■ **Brief**
Among the records that follow, set down only the lines from the one containing "blue shirt and" to the one containing "the man's forearm", both included, exactly.

[Data entries]

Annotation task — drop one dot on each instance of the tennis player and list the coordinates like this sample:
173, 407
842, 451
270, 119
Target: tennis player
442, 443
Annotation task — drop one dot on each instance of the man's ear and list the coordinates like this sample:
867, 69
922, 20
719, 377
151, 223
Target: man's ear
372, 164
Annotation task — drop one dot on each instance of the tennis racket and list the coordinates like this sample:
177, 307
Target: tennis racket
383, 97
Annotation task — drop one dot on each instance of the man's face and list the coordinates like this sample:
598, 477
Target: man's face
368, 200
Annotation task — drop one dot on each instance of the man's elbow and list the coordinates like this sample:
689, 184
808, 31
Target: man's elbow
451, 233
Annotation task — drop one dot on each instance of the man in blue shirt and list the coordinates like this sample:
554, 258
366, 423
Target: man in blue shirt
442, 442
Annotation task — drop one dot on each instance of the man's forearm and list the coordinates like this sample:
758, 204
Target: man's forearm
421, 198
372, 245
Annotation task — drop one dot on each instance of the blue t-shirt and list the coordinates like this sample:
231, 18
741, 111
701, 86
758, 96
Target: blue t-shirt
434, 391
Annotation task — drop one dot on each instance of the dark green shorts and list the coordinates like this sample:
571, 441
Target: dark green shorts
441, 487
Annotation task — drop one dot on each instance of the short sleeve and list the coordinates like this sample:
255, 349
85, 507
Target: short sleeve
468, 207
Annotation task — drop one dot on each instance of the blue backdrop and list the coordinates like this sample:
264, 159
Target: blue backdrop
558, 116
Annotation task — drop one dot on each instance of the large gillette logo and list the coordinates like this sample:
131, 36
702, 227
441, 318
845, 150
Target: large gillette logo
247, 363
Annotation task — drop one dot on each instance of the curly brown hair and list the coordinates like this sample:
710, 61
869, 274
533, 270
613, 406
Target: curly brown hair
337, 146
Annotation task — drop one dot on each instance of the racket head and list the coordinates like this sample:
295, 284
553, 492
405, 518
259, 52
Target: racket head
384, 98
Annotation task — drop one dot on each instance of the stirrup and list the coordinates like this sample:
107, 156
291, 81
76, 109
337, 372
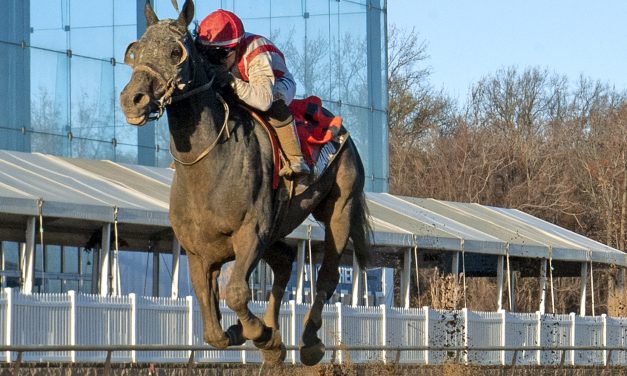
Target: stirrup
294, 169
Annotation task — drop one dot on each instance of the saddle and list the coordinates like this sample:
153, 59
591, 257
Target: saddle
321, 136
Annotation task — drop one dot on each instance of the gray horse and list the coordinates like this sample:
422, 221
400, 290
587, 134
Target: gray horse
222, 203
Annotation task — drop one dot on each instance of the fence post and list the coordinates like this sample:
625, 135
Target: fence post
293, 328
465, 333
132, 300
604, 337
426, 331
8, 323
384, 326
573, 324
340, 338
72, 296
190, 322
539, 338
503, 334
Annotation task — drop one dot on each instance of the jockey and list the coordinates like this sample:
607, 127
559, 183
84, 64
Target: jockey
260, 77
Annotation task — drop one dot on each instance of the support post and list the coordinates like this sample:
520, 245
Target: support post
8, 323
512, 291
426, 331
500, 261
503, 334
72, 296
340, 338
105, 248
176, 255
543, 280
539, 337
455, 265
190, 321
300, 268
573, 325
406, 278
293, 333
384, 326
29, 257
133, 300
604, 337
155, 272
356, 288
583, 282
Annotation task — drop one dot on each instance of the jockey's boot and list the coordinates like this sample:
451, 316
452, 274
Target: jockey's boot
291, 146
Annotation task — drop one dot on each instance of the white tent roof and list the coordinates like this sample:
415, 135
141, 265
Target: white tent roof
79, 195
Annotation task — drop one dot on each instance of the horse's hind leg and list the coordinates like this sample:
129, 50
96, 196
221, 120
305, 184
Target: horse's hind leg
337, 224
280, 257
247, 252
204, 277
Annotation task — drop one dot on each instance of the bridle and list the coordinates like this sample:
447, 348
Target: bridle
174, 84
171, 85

--

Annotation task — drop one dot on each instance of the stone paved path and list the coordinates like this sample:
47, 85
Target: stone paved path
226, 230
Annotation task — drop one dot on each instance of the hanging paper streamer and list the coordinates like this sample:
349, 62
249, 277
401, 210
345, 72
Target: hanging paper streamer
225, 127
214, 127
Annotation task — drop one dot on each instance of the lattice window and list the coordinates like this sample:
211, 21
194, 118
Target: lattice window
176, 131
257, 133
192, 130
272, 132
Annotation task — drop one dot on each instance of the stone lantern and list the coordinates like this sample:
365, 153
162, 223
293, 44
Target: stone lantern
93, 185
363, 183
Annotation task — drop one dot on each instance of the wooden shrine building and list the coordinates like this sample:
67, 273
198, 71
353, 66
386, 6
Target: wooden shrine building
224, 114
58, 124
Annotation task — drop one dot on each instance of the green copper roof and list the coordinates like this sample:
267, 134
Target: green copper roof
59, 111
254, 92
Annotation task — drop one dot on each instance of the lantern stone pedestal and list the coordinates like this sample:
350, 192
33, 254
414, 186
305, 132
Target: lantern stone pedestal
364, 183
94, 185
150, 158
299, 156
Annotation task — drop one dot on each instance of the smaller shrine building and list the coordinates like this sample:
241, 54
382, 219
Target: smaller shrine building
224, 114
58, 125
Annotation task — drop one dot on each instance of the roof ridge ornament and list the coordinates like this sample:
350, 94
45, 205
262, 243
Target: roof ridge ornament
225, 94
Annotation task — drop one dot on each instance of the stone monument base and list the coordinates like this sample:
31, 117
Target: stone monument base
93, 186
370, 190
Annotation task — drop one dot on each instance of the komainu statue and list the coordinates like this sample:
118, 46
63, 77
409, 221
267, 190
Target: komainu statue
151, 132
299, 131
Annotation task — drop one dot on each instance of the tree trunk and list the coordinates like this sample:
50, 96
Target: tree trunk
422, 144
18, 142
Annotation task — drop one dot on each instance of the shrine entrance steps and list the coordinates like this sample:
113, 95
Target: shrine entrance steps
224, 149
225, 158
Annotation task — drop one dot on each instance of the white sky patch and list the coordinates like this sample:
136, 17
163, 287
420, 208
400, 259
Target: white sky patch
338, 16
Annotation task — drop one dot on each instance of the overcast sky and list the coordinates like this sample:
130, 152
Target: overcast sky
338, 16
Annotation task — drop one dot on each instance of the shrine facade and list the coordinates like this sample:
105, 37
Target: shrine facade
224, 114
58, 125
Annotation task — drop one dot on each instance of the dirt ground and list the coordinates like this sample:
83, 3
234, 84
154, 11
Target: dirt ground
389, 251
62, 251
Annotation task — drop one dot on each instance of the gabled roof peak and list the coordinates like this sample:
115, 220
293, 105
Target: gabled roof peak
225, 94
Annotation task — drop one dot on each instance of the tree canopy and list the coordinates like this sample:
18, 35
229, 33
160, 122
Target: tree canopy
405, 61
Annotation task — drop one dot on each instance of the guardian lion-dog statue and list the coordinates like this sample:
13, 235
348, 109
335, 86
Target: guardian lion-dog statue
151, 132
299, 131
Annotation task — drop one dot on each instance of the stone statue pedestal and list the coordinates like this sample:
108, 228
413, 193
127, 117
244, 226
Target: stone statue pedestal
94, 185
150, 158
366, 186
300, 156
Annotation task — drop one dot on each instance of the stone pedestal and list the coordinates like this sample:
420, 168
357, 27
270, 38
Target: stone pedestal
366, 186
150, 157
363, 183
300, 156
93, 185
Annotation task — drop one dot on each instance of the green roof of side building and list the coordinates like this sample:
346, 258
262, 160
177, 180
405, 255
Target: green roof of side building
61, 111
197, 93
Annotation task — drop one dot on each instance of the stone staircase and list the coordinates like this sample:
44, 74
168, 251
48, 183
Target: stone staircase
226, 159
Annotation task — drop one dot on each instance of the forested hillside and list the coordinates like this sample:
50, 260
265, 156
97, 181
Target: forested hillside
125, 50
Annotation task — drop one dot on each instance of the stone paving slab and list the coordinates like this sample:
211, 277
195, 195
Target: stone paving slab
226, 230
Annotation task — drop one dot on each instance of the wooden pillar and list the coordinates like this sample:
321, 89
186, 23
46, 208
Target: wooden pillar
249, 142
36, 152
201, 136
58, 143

■ **Answer section**
Annotation task — drop one dot on each instance of the man in blue shirt and list the coordinates like this sample:
554, 258
366, 423
Target: man in blue shirt
442, 442
Annotation task — drop one dot on each instance of the man's forearm and list the coordinates like this sample:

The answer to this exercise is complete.